**The request**
Tally the lines in the listing below that contain the string "stripe", and give only the number.

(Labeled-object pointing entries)
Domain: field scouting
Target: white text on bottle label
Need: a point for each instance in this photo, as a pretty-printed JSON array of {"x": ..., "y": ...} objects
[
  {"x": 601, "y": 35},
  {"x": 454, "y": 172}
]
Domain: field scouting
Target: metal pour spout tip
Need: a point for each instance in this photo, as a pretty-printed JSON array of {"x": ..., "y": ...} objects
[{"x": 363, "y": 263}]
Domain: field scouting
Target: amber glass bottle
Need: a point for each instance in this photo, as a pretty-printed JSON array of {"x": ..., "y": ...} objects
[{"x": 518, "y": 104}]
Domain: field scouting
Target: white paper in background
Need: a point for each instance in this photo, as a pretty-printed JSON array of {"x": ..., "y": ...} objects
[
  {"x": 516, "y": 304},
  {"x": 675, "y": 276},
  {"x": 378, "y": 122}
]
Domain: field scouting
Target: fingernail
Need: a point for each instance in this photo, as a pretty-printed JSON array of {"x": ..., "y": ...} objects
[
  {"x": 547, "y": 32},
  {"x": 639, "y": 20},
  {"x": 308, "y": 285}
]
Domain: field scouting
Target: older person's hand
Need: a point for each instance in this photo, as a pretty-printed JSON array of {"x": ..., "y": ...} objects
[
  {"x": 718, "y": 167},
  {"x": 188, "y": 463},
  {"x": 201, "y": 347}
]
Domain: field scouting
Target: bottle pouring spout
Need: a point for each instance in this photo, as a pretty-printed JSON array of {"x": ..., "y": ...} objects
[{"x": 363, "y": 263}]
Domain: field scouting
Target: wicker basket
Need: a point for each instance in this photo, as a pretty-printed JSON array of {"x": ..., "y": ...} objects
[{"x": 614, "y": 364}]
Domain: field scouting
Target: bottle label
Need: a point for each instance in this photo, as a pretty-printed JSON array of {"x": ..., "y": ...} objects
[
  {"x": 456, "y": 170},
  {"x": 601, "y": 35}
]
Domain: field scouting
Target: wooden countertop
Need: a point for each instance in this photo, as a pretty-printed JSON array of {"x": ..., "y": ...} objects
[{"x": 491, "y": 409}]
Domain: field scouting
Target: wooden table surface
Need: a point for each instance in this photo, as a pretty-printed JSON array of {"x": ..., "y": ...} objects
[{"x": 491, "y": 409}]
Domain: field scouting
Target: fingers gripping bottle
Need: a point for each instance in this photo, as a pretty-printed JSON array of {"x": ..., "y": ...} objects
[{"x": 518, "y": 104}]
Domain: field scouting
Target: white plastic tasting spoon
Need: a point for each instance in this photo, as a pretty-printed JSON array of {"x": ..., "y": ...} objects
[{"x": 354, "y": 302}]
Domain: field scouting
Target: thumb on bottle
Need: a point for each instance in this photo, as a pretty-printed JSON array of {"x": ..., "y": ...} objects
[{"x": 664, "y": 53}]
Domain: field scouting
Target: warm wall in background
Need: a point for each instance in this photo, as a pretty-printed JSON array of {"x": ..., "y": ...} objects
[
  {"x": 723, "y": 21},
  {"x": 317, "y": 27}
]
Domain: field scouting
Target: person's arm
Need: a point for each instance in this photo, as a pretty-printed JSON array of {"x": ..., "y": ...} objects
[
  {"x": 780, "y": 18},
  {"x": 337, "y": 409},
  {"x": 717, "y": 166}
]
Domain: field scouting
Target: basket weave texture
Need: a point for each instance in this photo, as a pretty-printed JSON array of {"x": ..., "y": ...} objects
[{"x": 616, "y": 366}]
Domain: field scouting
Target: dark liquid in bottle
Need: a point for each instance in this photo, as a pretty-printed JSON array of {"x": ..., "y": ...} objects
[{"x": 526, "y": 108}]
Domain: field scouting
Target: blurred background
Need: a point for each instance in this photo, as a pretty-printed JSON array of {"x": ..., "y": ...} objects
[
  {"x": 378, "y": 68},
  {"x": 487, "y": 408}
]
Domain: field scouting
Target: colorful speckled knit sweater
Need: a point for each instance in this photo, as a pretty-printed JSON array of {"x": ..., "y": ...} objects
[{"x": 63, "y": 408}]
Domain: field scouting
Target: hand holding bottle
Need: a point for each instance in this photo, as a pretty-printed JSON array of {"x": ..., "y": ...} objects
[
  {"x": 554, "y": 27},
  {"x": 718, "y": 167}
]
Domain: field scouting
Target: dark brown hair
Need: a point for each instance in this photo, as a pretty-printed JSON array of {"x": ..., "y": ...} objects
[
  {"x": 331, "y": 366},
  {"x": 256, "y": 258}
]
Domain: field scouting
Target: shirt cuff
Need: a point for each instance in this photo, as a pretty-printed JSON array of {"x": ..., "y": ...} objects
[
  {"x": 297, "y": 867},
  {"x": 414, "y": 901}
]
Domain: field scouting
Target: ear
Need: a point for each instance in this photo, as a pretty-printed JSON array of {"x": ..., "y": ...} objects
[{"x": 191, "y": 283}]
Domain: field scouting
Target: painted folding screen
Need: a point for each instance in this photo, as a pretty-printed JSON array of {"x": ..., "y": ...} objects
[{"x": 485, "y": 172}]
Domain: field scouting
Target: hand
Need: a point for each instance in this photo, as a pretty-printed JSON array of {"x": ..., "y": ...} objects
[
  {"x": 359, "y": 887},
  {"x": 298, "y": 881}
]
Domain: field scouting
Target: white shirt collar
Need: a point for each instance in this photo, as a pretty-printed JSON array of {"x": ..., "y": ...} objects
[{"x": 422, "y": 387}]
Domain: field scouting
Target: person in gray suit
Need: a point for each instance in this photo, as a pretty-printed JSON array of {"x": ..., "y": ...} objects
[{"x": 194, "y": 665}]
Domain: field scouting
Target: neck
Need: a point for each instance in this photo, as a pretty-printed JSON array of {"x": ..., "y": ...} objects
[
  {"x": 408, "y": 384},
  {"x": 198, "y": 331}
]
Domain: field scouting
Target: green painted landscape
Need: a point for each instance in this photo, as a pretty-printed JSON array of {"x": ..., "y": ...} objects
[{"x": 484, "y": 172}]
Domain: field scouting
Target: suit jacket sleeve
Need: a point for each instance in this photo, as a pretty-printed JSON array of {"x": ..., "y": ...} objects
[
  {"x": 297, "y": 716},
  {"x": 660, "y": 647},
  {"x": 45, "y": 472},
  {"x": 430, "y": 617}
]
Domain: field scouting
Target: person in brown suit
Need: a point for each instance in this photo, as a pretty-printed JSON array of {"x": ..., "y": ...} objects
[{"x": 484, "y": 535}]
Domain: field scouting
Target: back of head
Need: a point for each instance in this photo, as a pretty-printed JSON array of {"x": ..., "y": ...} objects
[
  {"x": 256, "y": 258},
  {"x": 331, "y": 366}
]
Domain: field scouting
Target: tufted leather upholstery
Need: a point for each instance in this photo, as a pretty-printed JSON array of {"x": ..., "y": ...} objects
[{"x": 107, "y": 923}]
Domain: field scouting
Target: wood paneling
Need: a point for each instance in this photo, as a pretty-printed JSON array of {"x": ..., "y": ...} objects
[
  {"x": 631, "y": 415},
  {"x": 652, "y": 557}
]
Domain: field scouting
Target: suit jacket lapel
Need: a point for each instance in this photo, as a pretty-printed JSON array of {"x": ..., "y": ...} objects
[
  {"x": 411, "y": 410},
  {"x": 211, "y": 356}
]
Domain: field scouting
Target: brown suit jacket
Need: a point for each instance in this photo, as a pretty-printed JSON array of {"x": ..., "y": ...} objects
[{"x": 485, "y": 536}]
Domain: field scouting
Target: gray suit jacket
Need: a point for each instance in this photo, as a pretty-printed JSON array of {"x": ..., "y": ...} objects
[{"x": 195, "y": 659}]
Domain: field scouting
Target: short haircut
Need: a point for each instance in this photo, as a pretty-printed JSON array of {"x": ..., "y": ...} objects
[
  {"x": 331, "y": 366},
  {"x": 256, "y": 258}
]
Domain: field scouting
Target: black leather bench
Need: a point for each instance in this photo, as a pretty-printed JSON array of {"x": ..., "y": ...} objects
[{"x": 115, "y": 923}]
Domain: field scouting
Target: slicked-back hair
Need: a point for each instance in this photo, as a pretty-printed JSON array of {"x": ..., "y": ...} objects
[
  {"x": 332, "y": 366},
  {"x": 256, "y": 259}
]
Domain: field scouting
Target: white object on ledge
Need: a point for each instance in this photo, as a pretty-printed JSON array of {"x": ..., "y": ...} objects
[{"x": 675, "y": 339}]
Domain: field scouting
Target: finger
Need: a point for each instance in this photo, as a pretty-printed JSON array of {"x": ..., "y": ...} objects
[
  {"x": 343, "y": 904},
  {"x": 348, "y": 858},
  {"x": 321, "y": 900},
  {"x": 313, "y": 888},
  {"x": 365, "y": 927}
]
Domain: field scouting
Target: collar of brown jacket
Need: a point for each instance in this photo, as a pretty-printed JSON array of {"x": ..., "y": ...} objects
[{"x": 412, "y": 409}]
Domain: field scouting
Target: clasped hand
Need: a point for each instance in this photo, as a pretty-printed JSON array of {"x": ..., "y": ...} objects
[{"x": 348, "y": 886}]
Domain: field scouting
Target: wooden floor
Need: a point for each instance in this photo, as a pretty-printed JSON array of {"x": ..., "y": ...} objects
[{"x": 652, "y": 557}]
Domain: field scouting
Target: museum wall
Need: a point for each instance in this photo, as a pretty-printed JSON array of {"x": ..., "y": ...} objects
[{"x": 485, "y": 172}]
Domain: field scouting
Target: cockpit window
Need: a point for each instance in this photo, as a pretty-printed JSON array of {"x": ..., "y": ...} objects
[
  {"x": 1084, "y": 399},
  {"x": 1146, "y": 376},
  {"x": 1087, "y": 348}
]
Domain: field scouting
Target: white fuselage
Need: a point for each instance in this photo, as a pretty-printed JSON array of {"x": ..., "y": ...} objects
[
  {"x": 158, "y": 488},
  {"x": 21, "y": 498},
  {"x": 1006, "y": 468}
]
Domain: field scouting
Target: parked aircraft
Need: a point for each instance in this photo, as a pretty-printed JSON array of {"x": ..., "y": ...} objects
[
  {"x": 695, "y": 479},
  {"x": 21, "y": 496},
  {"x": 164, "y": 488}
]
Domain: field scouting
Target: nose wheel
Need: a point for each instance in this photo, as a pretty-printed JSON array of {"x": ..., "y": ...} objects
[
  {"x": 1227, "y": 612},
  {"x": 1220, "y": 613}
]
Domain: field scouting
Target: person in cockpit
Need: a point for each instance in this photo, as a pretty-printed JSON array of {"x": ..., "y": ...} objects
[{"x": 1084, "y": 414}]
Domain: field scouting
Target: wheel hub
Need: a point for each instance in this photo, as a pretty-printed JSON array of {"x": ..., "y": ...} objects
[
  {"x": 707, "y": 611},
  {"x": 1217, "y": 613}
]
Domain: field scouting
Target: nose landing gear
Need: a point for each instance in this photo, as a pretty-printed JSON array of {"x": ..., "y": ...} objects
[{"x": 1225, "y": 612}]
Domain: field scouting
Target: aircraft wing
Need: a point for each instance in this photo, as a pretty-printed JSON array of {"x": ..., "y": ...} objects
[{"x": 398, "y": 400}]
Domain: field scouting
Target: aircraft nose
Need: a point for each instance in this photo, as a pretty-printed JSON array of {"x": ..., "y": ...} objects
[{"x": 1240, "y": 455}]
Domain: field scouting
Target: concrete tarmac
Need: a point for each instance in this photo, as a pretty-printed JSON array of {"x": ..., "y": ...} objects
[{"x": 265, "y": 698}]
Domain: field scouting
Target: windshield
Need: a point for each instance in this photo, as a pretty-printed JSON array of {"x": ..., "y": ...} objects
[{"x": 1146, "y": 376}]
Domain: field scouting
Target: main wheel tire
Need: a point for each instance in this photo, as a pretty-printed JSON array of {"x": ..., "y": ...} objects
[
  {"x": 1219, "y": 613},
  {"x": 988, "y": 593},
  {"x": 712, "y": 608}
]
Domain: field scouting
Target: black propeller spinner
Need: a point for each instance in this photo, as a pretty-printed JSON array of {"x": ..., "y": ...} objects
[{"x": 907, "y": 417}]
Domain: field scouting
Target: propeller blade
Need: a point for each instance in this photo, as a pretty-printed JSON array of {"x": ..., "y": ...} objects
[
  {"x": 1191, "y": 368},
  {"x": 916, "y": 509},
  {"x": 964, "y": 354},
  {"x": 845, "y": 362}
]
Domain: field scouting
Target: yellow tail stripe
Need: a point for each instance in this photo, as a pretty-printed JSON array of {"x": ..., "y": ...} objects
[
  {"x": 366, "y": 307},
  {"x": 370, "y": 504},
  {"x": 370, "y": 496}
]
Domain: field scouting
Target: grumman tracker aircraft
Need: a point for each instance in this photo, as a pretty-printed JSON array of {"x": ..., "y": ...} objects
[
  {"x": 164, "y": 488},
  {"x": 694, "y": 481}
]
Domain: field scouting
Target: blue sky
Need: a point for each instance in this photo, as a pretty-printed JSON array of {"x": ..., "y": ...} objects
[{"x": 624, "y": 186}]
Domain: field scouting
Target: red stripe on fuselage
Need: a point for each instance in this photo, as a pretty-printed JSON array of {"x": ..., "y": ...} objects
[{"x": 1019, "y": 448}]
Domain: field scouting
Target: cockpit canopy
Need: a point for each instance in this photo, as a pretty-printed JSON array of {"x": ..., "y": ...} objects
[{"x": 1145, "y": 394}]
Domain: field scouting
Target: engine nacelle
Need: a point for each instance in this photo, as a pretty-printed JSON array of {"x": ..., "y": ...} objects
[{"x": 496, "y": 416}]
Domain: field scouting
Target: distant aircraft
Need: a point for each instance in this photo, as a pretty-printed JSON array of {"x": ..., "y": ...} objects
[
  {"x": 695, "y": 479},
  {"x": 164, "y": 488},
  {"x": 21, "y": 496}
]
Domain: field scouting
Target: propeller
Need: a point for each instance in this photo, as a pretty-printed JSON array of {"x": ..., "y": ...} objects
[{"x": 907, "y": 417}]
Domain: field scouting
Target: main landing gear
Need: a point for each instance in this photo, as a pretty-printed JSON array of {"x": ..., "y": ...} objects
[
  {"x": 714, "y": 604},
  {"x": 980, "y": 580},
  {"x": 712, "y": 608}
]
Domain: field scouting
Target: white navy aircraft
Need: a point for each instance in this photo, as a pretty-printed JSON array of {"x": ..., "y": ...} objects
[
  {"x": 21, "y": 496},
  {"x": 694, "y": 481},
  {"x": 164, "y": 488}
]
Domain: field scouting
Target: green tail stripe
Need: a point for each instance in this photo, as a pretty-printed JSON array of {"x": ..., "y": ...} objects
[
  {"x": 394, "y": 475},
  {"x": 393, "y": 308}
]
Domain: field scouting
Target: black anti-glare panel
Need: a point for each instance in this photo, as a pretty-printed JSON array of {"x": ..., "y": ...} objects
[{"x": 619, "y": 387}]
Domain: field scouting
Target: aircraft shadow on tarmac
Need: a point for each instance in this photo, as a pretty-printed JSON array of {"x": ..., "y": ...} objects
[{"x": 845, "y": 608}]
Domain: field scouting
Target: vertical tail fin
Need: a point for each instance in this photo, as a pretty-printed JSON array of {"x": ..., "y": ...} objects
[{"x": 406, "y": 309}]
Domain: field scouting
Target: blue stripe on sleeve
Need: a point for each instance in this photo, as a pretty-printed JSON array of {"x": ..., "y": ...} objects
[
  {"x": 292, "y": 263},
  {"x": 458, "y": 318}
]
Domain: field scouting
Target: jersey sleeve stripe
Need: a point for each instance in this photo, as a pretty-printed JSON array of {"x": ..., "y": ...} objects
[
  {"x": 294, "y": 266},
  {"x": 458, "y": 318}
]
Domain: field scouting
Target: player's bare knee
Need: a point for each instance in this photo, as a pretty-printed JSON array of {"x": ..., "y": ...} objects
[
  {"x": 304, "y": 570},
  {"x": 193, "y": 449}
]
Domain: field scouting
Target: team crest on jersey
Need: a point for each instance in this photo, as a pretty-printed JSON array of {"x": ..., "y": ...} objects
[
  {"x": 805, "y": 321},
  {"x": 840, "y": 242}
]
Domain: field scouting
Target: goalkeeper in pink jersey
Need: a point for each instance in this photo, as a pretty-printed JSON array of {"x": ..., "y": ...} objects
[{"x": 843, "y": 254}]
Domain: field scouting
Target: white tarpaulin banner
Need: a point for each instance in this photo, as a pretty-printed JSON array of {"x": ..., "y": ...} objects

**Task output**
5